*** Opening of STORED DATA ***

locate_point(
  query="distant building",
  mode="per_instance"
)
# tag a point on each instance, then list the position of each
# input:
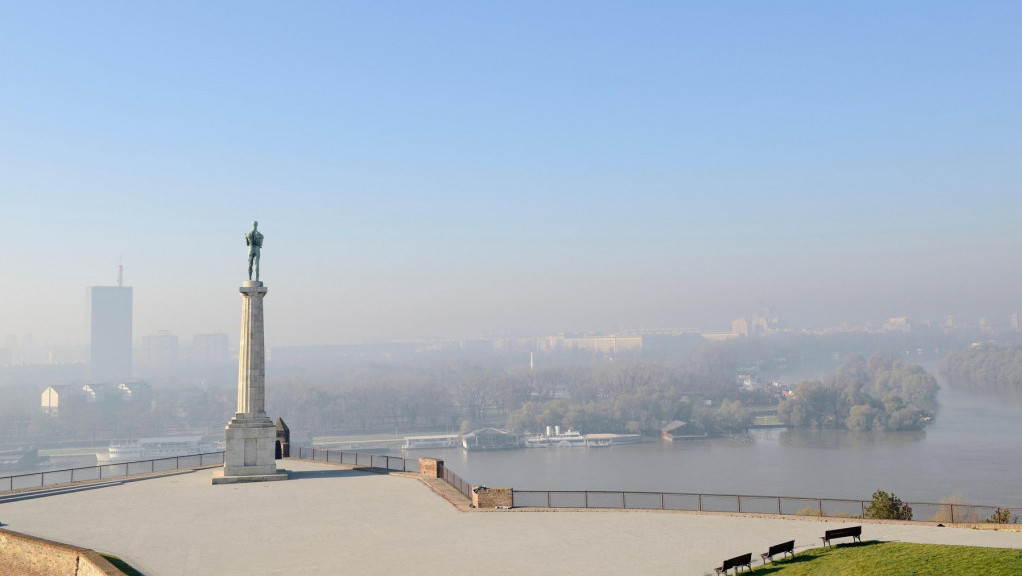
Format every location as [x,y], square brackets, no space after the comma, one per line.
[159,350]
[109,332]
[596,344]
[61,396]
[901,324]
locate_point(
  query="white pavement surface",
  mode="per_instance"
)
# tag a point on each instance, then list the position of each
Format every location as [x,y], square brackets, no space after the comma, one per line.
[329,520]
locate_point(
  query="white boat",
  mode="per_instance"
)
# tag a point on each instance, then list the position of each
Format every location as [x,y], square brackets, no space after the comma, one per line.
[557,439]
[152,448]
[424,442]
[607,440]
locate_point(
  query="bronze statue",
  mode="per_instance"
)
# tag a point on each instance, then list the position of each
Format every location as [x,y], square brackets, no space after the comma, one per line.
[254,241]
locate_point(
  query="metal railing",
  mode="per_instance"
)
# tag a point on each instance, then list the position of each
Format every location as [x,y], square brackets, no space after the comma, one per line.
[368,460]
[107,471]
[780,506]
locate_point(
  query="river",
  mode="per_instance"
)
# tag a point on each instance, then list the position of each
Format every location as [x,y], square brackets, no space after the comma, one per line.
[971,453]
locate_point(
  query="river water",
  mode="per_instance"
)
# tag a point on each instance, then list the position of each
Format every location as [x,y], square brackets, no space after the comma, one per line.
[972,452]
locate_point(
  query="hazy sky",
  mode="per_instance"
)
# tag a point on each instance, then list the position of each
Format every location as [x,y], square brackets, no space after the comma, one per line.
[448,169]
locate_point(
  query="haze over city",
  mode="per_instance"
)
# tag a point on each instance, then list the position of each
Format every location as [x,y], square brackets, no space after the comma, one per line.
[457,170]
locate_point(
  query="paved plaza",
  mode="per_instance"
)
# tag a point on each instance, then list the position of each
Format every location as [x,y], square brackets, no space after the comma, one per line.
[330,520]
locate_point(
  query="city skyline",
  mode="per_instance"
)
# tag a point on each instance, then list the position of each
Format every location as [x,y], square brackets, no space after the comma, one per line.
[464,170]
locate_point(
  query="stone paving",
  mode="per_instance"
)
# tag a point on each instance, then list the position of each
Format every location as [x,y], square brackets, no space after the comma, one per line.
[329,519]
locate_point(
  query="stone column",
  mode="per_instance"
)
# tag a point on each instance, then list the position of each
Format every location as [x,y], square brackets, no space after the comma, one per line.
[250,434]
[251,354]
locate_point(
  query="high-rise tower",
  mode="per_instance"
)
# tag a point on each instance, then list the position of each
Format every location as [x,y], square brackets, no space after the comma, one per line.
[110,331]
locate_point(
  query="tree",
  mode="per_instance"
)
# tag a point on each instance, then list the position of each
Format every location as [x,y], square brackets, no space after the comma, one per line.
[887,507]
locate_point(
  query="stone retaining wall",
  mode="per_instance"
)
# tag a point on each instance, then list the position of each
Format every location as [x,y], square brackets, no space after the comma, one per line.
[492,497]
[431,468]
[21,555]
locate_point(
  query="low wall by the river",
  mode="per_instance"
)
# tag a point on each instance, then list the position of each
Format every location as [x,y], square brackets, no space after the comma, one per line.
[29,556]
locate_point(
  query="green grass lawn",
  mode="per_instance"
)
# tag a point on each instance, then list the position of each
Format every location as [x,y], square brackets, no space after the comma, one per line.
[897,559]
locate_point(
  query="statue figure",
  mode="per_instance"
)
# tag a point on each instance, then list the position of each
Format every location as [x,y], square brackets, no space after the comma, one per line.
[254,241]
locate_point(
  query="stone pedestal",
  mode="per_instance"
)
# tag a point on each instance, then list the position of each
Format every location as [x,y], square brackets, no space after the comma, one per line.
[250,434]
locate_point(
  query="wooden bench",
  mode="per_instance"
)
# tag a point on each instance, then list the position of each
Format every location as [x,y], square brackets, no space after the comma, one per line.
[736,563]
[784,547]
[853,531]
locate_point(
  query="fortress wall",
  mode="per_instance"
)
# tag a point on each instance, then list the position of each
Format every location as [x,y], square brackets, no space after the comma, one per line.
[431,468]
[21,555]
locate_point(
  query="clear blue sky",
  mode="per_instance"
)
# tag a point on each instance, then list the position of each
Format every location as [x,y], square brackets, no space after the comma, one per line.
[447,169]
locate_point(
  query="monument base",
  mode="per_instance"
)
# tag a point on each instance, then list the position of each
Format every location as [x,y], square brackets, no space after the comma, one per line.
[249,453]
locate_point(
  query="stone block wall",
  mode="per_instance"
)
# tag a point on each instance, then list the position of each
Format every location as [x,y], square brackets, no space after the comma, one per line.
[492,497]
[29,556]
[430,468]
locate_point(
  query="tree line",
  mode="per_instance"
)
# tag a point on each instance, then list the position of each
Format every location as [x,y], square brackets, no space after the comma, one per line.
[883,393]
[987,368]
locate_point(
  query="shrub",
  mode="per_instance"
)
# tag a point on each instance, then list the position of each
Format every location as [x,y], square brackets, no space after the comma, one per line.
[1002,516]
[887,507]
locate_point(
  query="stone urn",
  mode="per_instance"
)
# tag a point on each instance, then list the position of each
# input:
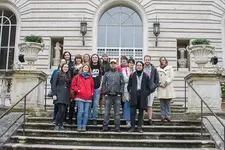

*** Close of STORED DATA ***

INSTRUCTIONS TO FOLLOW. Copy everything in the listing above exactly except the pictures.

REPLY TO THE TASK.
locate_point(
  query="distant building",
  mode="per_instance"
)
# tag a point on each instance, then list the position of each
# input:
Format every location as [x,y], square brackets, no space after the comma, one per line.
[159,350]
[109,332]
[596,344]
[61,396]
[901,324]
locate_point(
  query="white pavement surface",
  mode="per_instance"
)
# tag a point on each instance, then list the position of each
Format every location as [x,y], square brackets, no space after the comma, one per line.
[329,520]
locate_point(
  query="white boat",
  mode="per_instance"
)
# tag a point on each instance, then list the position of each
Format every location as [x,y], square brackets, no space after the comma, one per line.
[557,439]
[152,448]
[424,442]
[607,440]
locate_point(
  query="bronze statue",
  mode="per_instance"
)
# tag a point on each instance, then list the position of each
Format every location as [x,y], square brackets, no space after the comma, one per line.
[254,241]
locate_point(
  query="metal railing",
  mode="per_instance"
)
# tag a point on each instance, then list the position of each
Format every location as [x,y], square brackets, no space after the comma, one per line.
[368,460]
[107,471]
[780,506]
locate_point(
  query="river",
  mode="per_instance"
)
# tag a point on each instance, then list the position of each
Format every location as [x,y], square brackets, no space after the comma, one per line.
[971,453]
locate_point(
  query="river water",
  mode="per_instance"
)
# tag a point on each instance, then list the position of each
Format every location as [x,y], square brackets, no space after the comma, one per line.
[972,452]
locate_point(
  query="hazy sky",
  mode="per_instance"
)
# tag a point on each instance, then list the position of each
Format every location as [x,y], square brackets, no space after the comma, one per line.
[448,169]
locate_point(
  query="haze over city",
  mode="per_instance"
)
# tag a point on each instance, then list the position of each
Format every location as [x,y], square brackets, no space after the comma, one per line.
[457,170]
locate_point(
  query="paved plaza",
  mode="per_instance"
)
# tag a point on each instance, then list the position of each
Format every location as [x,y], square brackets, no space after the comma, one per line.
[330,520]
locate_point(
  query="city skyline",
  mode="per_instance"
)
# tag a point on each instance, then list the position of each
Format every location as [x,y], square brackets, no space after the comma, one per line.
[464,170]
locate_point(
  query="stone paving",
  mode="per_instance"
)
# tag a point on each instance, then list the position of each
Format every location as [x,y], square brackets, no space after the comma, one per line.
[329,519]
locate_point(
  query="stone column",
  mode="per_instance"
)
# tag a point on each instance, then list the position of each
Format every location as [x,y], square brackets, no space after the comma, one per line.
[250,434]
[251,354]
locate_point(
  query="high-rise tower",
  mode="per_instance"
)
# tag a point on each instance, then list the position of each
Format every location as [x,y], square brackets, no space after the comma, one per line.
[110,331]
locate_point(
  query="tree",
  mode="per_instance"
)
# tag a point on each instance, then list the position of each
Format every location as [x,y], square brackets, no space after the comma, one per line.
[887,507]
locate_point(
  query="stone retaining wall",
  mode="per_instance"
)
# tag a point on each instance, then list the position of each
Format every location as [x,y], square brackets, no space after the comma, one per line.
[492,497]
[431,468]
[21,555]
locate_point(
  query="low wall by the river",
  mode="per_instance"
)
# tag a point on each instance, then list the position of each
Format every location as [x,y], square brackets, no space after the comma, one per line.
[29,556]
locate_point(
  query="green grass lawn",
  mode="per_instance"
)
# tag a point on each instance, then list the position of each
Format every location as [x,y], square brackets, no space after the comma, one per line.
[897,559]
locate_point(
  query="statue figure",
  mode="per_instance"
)
# tag a point on each instance, then list the position of each
Format every location as [x,y], square brackets, no space after the comma, one per line.
[254,241]
locate_point(
  query="stone pedestal",
  mode="per_instance"
)
# tag a point on each instance, then list the position of each
Format every location as [x,y], square brackets, no space after the comma, one per line.
[250,434]
locate_point(
  query="wooden bench",
  mode="per_instance"
)
# tag a point on each instance, then list the position of each
Format every location as [x,y], square brackets, no space after the comma, one per line.
[736,563]
[784,547]
[853,531]
locate_point(
  query="fortress wall",
  mode="per_instance"
)
# tag a point on each instance, then list the position of each
Format every location as [x,y], square brackets, no space after the comma, one per line.
[431,468]
[21,555]
locate_point(
  query="clear blue sky",
  mode="per_instance"
)
# tag a point on each instance, then list the position of each
Format every location as [x,y], square brackets, no space after the comma, one per line.
[447,169]
locate_point(
  query="monument base",
  mode="per_instance"
)
# tag a point on each instance, then list the position of each
Format every location as [x,y], square brackets, no space after the comma, one per line.
[249,453]
locate_point(
  query="stone block wall",
  mode="per_instance"
)
# tag a point on each instance, then list the position of each
Format every location as [x,y], square brackets, no space after the comma, one per line.
[492,497]
[29,556]
[430,468]
locate_point(
  query="tree line",
  mode="per_instance"
)
# tag a point on each instance, then list the position of each
Format every location as [x,y], square brackets, no space after the comma, one per line.
[883,393]
[987,368]
locate_point(
  query="shrub",
  mode="per_instance"
)
# tag a point on each instance, then list the position of each
Format every location as [x,y], square brackets, no space after the comma, one per line.
[1002,516]
[887,507]
locate_point(
  query="stone urn",
  mode="per_instance"
)
# tag a point on each instance, then list the position of each
# input:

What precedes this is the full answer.